(Data for this task Opens)

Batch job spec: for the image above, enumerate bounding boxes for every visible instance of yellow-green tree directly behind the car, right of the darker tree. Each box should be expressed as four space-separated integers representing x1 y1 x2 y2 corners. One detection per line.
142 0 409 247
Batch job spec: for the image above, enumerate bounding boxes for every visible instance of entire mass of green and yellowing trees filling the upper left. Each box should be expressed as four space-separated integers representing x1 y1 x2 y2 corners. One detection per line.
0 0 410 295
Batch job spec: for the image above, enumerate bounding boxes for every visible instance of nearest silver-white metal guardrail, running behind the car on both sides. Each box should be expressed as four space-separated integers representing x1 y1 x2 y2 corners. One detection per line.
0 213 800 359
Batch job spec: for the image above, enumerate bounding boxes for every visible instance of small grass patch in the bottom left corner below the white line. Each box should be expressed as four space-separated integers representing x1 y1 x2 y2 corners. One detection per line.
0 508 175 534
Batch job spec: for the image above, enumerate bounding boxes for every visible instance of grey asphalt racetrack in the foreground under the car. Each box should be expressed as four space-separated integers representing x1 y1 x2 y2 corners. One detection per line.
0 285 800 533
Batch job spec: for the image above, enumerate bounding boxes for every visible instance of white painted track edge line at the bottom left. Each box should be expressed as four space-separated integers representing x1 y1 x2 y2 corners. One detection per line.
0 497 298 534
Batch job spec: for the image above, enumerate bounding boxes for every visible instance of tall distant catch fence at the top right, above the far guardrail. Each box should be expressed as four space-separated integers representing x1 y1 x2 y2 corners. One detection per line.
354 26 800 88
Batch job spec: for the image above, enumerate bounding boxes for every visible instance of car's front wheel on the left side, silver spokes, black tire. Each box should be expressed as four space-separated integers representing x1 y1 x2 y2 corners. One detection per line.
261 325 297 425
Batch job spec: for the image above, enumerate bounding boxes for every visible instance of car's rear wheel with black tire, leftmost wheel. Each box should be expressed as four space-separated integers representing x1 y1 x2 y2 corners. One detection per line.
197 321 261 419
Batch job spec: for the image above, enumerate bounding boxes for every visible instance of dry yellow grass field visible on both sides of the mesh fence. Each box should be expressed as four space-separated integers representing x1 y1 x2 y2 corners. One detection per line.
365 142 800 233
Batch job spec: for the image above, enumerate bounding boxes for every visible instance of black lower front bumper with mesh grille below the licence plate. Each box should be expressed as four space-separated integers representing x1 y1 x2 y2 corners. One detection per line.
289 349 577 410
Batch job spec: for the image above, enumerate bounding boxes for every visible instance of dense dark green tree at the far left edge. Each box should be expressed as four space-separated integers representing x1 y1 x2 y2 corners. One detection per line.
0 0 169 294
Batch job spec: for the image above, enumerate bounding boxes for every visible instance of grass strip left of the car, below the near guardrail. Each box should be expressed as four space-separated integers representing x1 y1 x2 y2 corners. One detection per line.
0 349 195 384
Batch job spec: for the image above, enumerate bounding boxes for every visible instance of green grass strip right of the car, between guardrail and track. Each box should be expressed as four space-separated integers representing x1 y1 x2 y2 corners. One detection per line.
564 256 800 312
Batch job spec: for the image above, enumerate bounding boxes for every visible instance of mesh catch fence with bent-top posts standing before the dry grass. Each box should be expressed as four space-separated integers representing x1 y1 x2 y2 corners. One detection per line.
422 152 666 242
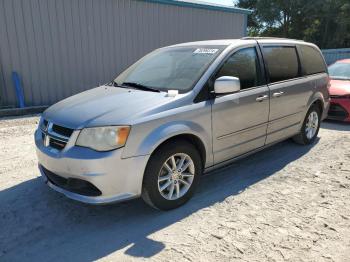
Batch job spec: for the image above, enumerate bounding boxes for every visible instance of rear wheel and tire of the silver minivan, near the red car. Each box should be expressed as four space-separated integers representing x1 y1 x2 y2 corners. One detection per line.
293 104 321 145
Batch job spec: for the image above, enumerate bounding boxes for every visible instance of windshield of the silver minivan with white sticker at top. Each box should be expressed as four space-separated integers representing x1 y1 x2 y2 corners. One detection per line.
114 46 224 93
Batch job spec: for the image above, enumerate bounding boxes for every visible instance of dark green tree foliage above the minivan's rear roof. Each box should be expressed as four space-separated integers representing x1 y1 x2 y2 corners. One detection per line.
237 0 350 48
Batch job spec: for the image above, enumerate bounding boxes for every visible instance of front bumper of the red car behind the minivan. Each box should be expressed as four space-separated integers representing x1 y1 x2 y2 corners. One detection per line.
327 98 350 122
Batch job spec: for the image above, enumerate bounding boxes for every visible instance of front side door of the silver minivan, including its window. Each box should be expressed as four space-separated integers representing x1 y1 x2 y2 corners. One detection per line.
212 46 269 164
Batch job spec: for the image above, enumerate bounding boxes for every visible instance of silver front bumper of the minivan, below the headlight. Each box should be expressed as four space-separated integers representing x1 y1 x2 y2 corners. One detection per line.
35 130 149 204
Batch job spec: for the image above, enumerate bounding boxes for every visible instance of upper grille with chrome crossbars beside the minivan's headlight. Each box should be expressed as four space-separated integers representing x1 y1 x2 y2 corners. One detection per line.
40 119 74 150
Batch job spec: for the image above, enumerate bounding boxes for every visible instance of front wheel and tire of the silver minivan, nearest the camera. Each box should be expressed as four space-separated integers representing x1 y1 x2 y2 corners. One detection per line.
142 140 203 210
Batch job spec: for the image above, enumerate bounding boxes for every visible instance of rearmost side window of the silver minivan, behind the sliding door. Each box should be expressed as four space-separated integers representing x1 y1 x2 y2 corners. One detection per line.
300 45 327 75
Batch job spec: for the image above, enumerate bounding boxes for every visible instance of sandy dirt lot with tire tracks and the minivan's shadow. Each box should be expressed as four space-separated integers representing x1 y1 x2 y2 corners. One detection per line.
0 117 350 261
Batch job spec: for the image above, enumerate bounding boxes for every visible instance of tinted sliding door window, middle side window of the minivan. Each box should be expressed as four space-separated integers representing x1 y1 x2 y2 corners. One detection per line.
263 46 299 83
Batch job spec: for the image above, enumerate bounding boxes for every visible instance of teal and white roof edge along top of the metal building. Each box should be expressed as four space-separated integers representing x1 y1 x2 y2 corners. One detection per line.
141 0 253 15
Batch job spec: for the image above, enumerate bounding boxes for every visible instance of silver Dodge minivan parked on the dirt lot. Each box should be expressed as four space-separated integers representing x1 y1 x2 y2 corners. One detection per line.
35 38 329 210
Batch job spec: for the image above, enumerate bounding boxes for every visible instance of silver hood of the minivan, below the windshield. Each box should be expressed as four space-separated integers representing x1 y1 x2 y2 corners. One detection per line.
43 86 182 129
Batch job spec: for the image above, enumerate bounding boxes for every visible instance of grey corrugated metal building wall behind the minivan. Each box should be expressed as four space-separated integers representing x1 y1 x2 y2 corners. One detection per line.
0 0 250 109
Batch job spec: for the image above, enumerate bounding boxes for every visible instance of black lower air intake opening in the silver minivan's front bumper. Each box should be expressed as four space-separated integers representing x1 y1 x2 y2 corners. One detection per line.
40 166 102 196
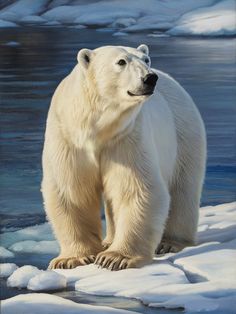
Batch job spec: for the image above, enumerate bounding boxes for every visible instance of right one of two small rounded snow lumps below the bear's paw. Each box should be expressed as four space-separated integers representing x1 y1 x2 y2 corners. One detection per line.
27 270 67 291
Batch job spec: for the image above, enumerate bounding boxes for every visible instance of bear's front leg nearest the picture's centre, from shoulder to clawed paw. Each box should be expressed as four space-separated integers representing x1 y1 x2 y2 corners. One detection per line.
95 145 169 270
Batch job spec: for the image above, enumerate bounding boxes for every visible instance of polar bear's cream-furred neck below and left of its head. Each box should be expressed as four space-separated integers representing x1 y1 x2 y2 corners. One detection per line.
62 67 141 152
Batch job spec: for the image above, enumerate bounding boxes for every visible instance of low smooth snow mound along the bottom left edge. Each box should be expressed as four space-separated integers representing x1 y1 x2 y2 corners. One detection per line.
1 293 135 314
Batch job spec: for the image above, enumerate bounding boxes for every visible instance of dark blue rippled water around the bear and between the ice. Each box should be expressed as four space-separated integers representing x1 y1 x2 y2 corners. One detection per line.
0 28 236 314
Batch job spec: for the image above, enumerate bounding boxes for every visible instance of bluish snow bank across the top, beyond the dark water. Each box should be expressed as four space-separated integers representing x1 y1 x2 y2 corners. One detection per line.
0 0 236 36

(Data for this task Closes)

▸ Exercise objective:
Copy nothing except the lines from the one holding "instance of polar" through the last line of the data above, and return them exactly.

▸ Result for this exercise:
Batch job spec: for the image above, enumerate bounding boxes for every visible instance of polar bear's cream-furred neck below and left of its head. Each box should be expressed as four space-separated integers representing x1 y1 x2 y2 corners. One detection per line.
62 67 141 152
Batch job spec: for the image above, enumerate bounding boxes for every visible instance of low smooth snow mound along the bottom left edge. Each box should be expressed as four space-separated integers representing x1 y1 x2 y2 corners. One detection per line.
1 293 135 314
Batch job spec: for the image above, enumerate bounding boxes for every visible instance of dark blue rippled water around the bear and between the ice. Each box should be expressed as four space-separated integers representing x1 y1 x2 y2 corners. One detection per line.
0 28 236 314
Batch job spec: for the image above, enumerate bounding boxes for every visible instance of bluish snow bank across the top, beyond the dark water. Each box should be expressed as four space-separated integers representing x1 y1 x2 y2 corners. One detection per line.
0 0 236 36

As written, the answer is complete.